• [Exercise objective]: Copy the lines word for word, starting with the first and ending after the line that contains "positive clicks: (49, 131)". Leave the pictures out of your copy.

• [Data section]:
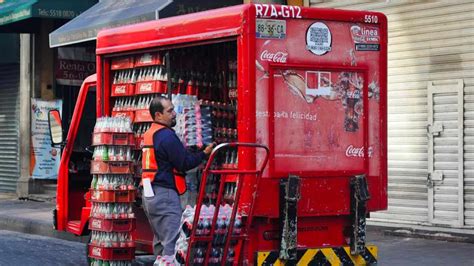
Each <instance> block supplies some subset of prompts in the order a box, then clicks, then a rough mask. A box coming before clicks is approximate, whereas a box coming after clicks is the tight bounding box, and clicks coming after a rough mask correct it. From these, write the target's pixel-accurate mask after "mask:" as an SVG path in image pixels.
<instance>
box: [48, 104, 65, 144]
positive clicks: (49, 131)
mask: <svg viewBox="0 0 474 266" xmlns="http://www.w3.org/2000/svg"><path fill="white" fill-rule="evenodd" d="M48 124H49V135H50V137H51V145H52V146H54V145H61V144H63V125H62V123H61V114H59V110H56V109H55V110H50V111H49V112H48Z"/></svg>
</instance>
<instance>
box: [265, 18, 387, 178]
mask: <svg viewBox="0 0 474 266" xmlns="http://www.w3.org/2000/svg"><path fill="white" fill-rule="evenodd" d="M256 24H257V25H256V27H257V29H256V31H257V41H256V47H257V49H256V81H257V84H256V87H257V89H256V91H257V103H256V105H257V110H256V117H257V141H258V142H260V143H264V144H268V145H269V146H270V147H271V151H272V156H271V160H270V164H269V171H268V172H267V173H266V175H267V176H273V177H282V176H287V175H288V174H297V175H300V176H305V175H306V176H309V175H315V174H316V175H341V174H343V175H351V174H356V173H364V172H367V171H368V173H369V175H379V174H380V172H379V171H380V169H379V165H378V160H379V159H378V157H377V156H379V151H380V146H379V145H380V139H379V137H380V134H379V129H380V128H379V124H380V121H379V113H380V104H379V84H380V82H379V79H380V76H379V75H380V73H379V67H380V64H379V62H380V61H379V60H380V53H379V50H380V32H379V29H378V25H370V26H366V25H359V24H357V23H347V22H335V21H318V20H275V19H272V20H267V19H257V23H256ZM275 32H277V33H275ZM272 123H273V126H271V125H272ZM365 169H367V170H365Z"/></svg>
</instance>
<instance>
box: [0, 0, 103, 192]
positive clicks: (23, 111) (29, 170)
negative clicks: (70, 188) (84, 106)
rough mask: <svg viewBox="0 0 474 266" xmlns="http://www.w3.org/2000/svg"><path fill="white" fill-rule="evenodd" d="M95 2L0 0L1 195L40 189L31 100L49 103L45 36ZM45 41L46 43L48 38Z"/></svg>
mask: <svg viewBox="0 0 474 266" xmlns="http://www.w3.org/2000/svg"><path fill="white" fill-rule="evenodd" d="M95 2H97V1H96V0H86V1H59V0H16V1H11V0H10V1H9V0H3V1H0V41H1V42H0V49H2V51H3V52H2V58H0V80H1V81H2V84H0V131H1V132H2V133H1V135H0V145H1V146H2V149H1V150H0V191H7V192H16V193H17V194H18V195H19V196H20V197H26V196H27V195H28V194H31V193H38V192H41V190H42V186H41V185H42V182H40V181H38V180H33V179H32V178H31V170H32V169H31V167H30V164H31V163H30V153H31V150H32V149H30V145H31V141H30V139H31V119H30V117H31V115H30V114H31V108H30V107H31V104H30V101H31V98H37V99H51V98H52V97H51V95H52V94H53V82H52V80H53V74H52V73H53V63H52V62H53V61H54V60H53V58H54V54H53V52H52V51H51V50H50V49H49V47H48V39H47V34H48V33H49V32H50V31H51V30H54V29H55V28H57V27H59V26H60V25H62V24H64V23H65V22H67V21H68V20H70V19H71V18H73V17H75V16H77V15H79V14H80V13H81V12H83V11H84V10H86V9H87V8H89V7H90V6H91V5H92V4H94V3H95ZM45 37H46V38H45Z"/></svg>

• [Answer to this problem]:
Each <instance> block supplies some subset of prompts in the order a box, then clicks, then a rough mask. A box coming before clicks is approximate, whereas a box coming after clicks is the tight bounding box, and clicks coming after a rough mask correct it. From these, write the target's pixel-accurate mask after "mask:" as an SVG path in image pixels.
<instance>
box: [48, 104, 65, 144]
positive clicks: (49, 131)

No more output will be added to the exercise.